[What needs to be done]: Return each entry exactly, with none missing.
══ Raw records
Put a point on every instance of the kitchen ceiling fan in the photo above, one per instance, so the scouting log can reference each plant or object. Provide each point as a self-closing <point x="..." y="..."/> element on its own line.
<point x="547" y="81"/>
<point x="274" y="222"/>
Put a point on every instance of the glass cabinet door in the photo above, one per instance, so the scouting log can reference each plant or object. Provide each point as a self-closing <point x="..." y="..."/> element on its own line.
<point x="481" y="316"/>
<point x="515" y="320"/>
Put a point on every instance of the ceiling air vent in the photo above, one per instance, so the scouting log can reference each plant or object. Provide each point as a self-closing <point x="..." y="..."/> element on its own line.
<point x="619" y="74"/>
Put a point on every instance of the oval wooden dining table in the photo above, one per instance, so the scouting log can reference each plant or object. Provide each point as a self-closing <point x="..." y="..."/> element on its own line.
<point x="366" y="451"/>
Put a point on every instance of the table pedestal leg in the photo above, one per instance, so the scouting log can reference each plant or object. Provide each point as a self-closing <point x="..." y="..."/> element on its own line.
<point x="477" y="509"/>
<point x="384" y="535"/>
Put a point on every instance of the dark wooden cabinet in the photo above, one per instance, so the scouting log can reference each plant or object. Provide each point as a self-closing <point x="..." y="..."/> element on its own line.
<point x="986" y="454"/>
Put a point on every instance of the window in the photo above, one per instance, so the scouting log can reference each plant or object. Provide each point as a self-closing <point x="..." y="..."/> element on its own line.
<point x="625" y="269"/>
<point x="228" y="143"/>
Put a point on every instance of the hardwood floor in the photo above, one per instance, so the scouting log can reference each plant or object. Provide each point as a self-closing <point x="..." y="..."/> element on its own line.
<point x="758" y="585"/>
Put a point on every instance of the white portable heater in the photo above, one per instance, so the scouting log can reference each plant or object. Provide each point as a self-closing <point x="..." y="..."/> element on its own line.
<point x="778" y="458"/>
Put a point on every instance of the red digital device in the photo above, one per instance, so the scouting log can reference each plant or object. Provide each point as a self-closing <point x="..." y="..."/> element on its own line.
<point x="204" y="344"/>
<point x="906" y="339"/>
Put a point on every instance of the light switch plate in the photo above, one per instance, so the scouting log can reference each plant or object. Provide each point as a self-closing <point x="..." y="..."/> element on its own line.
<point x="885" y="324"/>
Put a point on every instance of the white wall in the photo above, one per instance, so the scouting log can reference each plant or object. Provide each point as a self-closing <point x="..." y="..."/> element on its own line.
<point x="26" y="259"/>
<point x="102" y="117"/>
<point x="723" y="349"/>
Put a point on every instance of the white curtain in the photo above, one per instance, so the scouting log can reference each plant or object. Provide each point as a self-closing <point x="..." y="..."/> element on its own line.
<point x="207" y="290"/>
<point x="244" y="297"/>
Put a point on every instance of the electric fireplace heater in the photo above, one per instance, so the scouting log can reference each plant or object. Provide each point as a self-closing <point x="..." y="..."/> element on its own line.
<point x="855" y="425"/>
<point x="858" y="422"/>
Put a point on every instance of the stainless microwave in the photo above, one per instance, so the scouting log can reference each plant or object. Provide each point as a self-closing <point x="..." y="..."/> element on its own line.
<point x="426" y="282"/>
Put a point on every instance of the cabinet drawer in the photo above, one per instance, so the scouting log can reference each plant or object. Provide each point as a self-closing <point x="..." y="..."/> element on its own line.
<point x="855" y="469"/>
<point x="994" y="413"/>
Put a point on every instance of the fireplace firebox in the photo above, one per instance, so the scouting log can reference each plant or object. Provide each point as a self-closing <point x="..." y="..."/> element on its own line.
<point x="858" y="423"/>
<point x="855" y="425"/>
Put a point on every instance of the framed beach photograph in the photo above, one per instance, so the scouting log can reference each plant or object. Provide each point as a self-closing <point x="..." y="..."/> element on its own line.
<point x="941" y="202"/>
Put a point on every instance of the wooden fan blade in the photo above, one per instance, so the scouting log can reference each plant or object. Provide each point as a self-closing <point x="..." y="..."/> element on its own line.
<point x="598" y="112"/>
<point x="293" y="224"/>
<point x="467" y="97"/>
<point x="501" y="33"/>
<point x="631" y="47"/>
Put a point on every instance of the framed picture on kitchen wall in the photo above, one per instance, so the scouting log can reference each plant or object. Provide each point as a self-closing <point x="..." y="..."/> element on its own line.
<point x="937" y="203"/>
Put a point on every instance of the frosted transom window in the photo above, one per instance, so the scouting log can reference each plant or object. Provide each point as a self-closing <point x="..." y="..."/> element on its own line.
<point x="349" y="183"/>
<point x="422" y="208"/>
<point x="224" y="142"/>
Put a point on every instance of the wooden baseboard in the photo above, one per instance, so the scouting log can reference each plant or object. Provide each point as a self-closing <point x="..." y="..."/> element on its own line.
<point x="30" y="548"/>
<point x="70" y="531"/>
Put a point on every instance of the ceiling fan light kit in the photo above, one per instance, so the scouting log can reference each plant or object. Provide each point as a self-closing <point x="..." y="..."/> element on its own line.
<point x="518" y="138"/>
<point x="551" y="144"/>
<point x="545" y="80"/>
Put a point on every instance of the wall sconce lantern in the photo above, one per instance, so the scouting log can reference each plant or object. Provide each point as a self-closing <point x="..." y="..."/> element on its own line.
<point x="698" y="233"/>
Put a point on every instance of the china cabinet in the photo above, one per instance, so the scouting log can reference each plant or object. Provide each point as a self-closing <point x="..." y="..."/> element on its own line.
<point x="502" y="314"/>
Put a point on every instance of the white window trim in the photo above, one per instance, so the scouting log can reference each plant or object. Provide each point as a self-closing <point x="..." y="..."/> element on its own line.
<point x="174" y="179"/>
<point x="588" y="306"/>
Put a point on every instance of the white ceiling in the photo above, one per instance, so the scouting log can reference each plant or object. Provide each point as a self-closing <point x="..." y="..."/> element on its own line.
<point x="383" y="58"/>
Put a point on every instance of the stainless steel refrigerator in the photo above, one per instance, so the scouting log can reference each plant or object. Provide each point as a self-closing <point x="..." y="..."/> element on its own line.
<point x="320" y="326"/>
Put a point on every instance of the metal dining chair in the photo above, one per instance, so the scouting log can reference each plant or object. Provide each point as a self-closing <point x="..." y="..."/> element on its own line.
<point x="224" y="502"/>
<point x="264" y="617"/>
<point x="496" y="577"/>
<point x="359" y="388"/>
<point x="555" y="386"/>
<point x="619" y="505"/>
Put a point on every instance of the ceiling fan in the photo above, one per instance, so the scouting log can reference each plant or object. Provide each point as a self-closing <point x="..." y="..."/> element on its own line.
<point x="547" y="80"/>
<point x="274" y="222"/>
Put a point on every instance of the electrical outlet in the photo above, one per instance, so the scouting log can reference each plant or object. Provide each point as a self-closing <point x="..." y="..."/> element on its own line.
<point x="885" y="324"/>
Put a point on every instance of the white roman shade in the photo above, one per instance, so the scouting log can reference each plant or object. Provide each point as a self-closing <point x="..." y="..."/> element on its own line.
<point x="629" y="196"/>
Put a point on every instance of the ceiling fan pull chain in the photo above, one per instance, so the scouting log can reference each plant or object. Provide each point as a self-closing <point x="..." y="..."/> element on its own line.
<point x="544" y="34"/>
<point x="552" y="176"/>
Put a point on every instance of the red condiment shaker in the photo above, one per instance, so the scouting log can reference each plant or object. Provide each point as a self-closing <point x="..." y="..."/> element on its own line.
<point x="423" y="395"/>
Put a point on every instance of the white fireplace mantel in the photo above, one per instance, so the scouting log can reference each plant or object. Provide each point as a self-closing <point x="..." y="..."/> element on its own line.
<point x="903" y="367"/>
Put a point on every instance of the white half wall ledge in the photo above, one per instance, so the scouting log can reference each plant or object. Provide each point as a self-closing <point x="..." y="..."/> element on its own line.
════
[Final answer]:
Put a point on every instance of the kitchen ceiling fan in the photo above, one per instance, so the scouting log can reference each plant or object. Provide each point as a self-closing <point x="..." y="..."/> element on its own line.
<point x="547" y="81"/>
<point x="274" y="222"/>
Put a point on every instance of the glass cabinet door in the photo above, one per instance, so the scouting log can reference each plant or object. Provide each point as a self-closing <point x="..." y="..."/> element on its own line.
<point x="481" y="316"/>
<point x="515" y="320"/>
Put a point on every instance of the ceiling air vent in the photo above, one per instance, so the scouting log can reference each plant or object. Provide each point as a self-closing <point x="..." y="..."/> element on its own line.
<point x="619" y="74"/>
Put a point on every instance of the oval wooden dining table in the photo above, one per instance, so the scouting log can reference each plant or object. Provide each point as a self-closing <point x="..." y="..."/> element on its own line.
<point x="366" y="451"/>
Put a point on every instance of the table pedestal leg in the photo above, one per instance, so the scouting log can reference each plant or object. Provide each point as a self-closing <point x="..." y="..."/> element on its own line.
<point x="477" y="509"/>
<point x="384" y="535"/>
Put a point on every instance of the dark wooden cabinet in the photo above, one per instance, so the scouting log can reference each plant or object. Provide each point as a self-closing <point x="..." y="..."/> element on its own line.
<point x="986" y="454"/>
Put a point on every instance of the window in the photo above, one per instance, so the scouting log can reference each plant or object. Provide each point as a self-closing <point x="..." y="..."/> element on its own line.
<point x="625" y="269"/>
<point x="228" y="143"/>
Put a point on every instance of the hardwood floor in the photo above, one per instance, so the scouting log can reference each plant or object. Provide each point as a self-closing <point x="..." y="..."/> element on its own line.
<point x="758" y="585"/>
Put a point on every instance of the white portable heater in the photo above, one per instance, so the scouting log can reference each plant or object. Provide each point as a self-closing <point x="..." y="..."/> element on its own line.
<point x="778" y="458"/>
Put a point on every instance of the red digital device in the photo above, one per instance, so the scouting log can reference each plant or object. Provide each point as a self-closing <point x="..." y="..."/> element on its own line.
<point x="204" y="344"/>
<point x="906" y="339"/>
Put a point on every instance of the light switch plate in the photo above, one per instance, so the scouting log can reference each plant or object. Provide each point as a self-closing <point x="..." y="..."/> element on its own line.
<point x="885" y="324"/>
Put a point on every instance of the white wall in the photo above, one per instance, so the scouting log can reference each plant or object. Provide each point as a self-closing <point x="..." y="..."/> element on its own line.
<point x="26" y="259"/>
<point x="102" y="117"/>
<point x="723" y="349"/>
Put a point on every instance of the white curtain in the photo above, one per instance, so the scouting log can reference each plant or object. Provide each point as a self-closing <point x="..." y="..."/> element on its own line.
<point x="207" y="290"/>
<point x="244" y="297"/>
Put a point on every instance of the electric fireplace heater in the photo above, one per instance, so the scouting log can reference each plant or object. Provide each point as a self-closing <point x="..." y="..."/> element on its own line.
<point x="855" y="425"/>
<point x="858" y="422"/>
Put a point on every instance of the stainless microwave in the photo above, one per instance, so the scouting log can reference each plant or object. Provide each point as a self-closing <point x="..." y="..."/> element on its own line.
<point x="426" y="282"/>
Put a point on every instance of the cabinet drawer in the photo above, one per instance, so the scouting log can reference each plant or object. Provide each point as a self-closing <point x="..." y="..."/> element on its own line.
<point x="855" y="469"/>
<point x="994" y="413"/>
Put a point on every instance of the fireplace firebox in the photo above, one per instance, so the scouting log can reference each plant or object. Provide each point as a self-closing <point x="..." y="..."/> element on its own line.
<point x="858" y="423"/>
<point x="855" y="425"/>
Put a point on every instance of the framed beach photograph in the photo above, one per instance, so the scouting log can reference each plant or object. Provide each point as a self-closing <point x="..." y="..."/> element on its own line.
<point x="941" y="202"/>
Put a point on every instance of the wooden fan blade in the photo above, one per instance, so the scouting log can reference each plant or object. Provide each point as a self-closing <point x="..." y="..."/> element on its own line.
<point x="598" y="112"/>
<point x="293" y="224"/>
<point x="467" y="97"/>
<point x="501" y="33"/>
<point x="631" y="47"/>
Put a point on every instance of the framed picture on kitchen wall in the photo above, one per instance, so the scouting log can reference each plant or object. Provide each point as a self-closing <point x="..." y="..."/> element on its own line.
<point x="937" y="203"/>
Put a point on every instance of the frosted transom window in the photo above, one per instance, so the scouting log can reference each plant or object. Provide each point as a self-closing <point x="..." y="..."/> element on its own line.
<point x="349" y="183"/>
<point x="422" y="208"/>
<point x="224" y="142"/>
Put a point on every instance of the wooden baseboard in the photo above, one per instance, so the scouting log can reference each plant or object. Provide each point as a self-closing <point x="..." y="..."/> element on its own line.
<point x="30" y="548"/>
<point x="70" y="531"/>
Put a point on every instance of the ceiling fan light kit in the photo above, one per instance, so the scouting log can reference each plant or object. Provide each point as a self-closing <point x="..." y="..."/> element on its own line.
<point x="518" y="138"/>
<point x="551" y="144"/>
<point x="545" y="80"/>
Put a point on every instance of the wall sconce lantern in the photo above, one per instance, so the scouting log can reference each plant or object. Provide each point as a self-closing <point x="..." y="..."/> element on its own line.
<point x="698" y="233"/>
Put a point on every instance of the china cabinet in the photo above, one per instance, so the scouting log can reference each plant or object. Provide each point as a self-closing <point x="..." y="..."/> element on its own line.
<point x="502" y="314"/>
Put a point on every instance of the white window trim in the photo above, one per instance, so the scouting log can reference each plant or object. Provide each point as a self-closing <point x="..." y="..."/> element on its own line.
<point x="174" y="179"/>
<point x="588" y="306"/>
Put a point on every instance of the white ceiling in the photo above, one per instance, so the scouting log can reference each plant or object. Provide each point as a self-closing <point x="..." y="..."/> element on its own line.
<point x="383" y="58"/>
Put a point on every instance of the stainless steel refrigerator in the photo above, one per instance, so the scouting log can reference each plant or object. Provide each point as a self-closing <point x="..." y="..."/> element on its own line.
<point x="320" y="326"/>
Put a point on every instance of the metal dining chair in the photo above, one per instance, so the scouting log can reference each plant or object. Provide each point as a self-closing <point x="..." y="..."/> element on its own line.
<point x="224" y="502"/>
<point x="264" y="617"/>
<point x="496" y="577"/>
<point x="359" y="388"/>
<point x="555" y="386"/>
<point x="619" y="505"/>
Put a point on every instance of the ceiling fan in the photo above, one per instance, so the scouting log can reference each plant or object. Provide each point as a self-closing <point x="..." y="..."/> element on its own line.
<point x="547" y="80"/>
<point x="274" y="222"/>
Put a point on every instance of the electrical outlet in the photo above, one per instance, so the scouting log can reference each plant or object. Provide each point as a self-closing <point x="..." y="..."/> element on its own line.
<point x="885" y="324"/>
Put a point on every instance of the white roman shade in the photo above, one per instance, so the scouting log can reference each plant or object. Provide each point as a self-closing <point x="..." y="..."/> element on its own line.
<point x="629" y="196"/>
Put a point on every instance of the ceiling fan pull chain in the photo above, one per instance, so the scouting log can reference each plant or object. Provide each point as a self-closing <point x="..." y="..."/> element on its own line.
<point x="544" y="34"/>
<point x="552" y="176"/>
Put a point on every instance of the red condiment shaker in the photo above, one per instance, so the scouting log can reference each plant or object. Provide each point as a self-closing <point x="..." y="..."/> element on its own line.
<point x="423" y="395"/>
Put a point on every instance of the white fireplace mantel in the photo above, one per instance, so the scouting log can reference each plant or object. Provide each point as a self-closing <point x="..." y="..."/> element on its own line.
<point x="903" y="367"/>
Put a point on every instance of the white half wall ledge in the photo above, one per instance, so the scouting log can reference each plant or object. Provide each point as a self-closing <point x="..." y="..."/> element on its own line.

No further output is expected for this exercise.